Exercise instructions:
Where the string "rough" occurs in the material below, report the whole line.

Input:
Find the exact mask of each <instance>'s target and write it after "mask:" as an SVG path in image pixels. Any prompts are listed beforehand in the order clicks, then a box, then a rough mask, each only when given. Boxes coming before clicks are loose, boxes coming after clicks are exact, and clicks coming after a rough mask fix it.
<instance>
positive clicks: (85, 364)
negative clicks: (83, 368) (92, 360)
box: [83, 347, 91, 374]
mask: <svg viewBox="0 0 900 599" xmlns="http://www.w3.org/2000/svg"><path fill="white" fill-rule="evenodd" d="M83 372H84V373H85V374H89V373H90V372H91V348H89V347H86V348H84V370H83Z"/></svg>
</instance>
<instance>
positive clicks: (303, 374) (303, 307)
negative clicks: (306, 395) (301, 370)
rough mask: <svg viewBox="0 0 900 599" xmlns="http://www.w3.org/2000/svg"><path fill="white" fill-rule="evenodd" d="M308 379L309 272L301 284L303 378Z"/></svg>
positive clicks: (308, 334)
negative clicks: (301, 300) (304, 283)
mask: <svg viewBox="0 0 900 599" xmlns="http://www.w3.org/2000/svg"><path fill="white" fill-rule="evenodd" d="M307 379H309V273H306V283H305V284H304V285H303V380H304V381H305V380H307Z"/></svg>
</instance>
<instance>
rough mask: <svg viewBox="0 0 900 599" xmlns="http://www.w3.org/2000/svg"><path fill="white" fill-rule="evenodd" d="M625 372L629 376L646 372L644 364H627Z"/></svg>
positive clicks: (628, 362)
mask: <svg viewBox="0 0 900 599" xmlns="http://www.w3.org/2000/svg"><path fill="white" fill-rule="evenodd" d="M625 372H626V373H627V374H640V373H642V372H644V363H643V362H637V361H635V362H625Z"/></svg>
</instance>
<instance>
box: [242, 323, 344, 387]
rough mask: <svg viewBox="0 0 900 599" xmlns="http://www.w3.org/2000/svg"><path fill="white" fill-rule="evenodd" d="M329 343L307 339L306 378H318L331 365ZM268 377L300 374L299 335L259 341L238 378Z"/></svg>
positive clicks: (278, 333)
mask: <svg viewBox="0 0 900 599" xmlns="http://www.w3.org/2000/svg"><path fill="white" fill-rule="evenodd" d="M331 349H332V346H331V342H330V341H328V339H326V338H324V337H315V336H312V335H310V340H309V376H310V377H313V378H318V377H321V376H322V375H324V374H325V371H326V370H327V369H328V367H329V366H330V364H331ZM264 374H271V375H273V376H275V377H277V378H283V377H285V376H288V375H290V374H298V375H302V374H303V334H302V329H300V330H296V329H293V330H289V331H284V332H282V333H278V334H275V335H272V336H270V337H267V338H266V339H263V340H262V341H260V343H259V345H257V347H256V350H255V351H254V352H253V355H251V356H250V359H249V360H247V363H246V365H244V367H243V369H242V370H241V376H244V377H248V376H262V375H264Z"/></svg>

Task answer:
Find the exact mask of each <instance>'s target and write it after "mask:" as an SVG path in image pixels. Any prompts are listed beforehand in the order clicks, then a box, then a rough mask, each only when given. Boxes coming before clicks are loose, boxes coming after clicks are exact, and clicks coming after a rough mask fix it.
rough mask: <svg viewBox="0 0 900 599" xmlns="http://www.w3.org/2000/svg"><path fill="white" fill-rule="evenodd" d="M308 379L309 272L301 284L303 378Z"/></svg>
rough mask: <svg viewBox="0 0 900 599" xmlns="http://www.w3.org/2000/svg"><path fill="white" fill-rule="evenodd" d="M625 372L629 376L646 372L644 364H627Z"/></svg>
rough mask: <svg viewBox="0 0 900 599" xmlns="http://www.w3.org/2000/svg"><path fill="white" fill-rule="evenodd" d="M329 343L307 339L306 378H318L331 365ZM268 377L300 374L299 335L259 341L238 378Z"/></svg>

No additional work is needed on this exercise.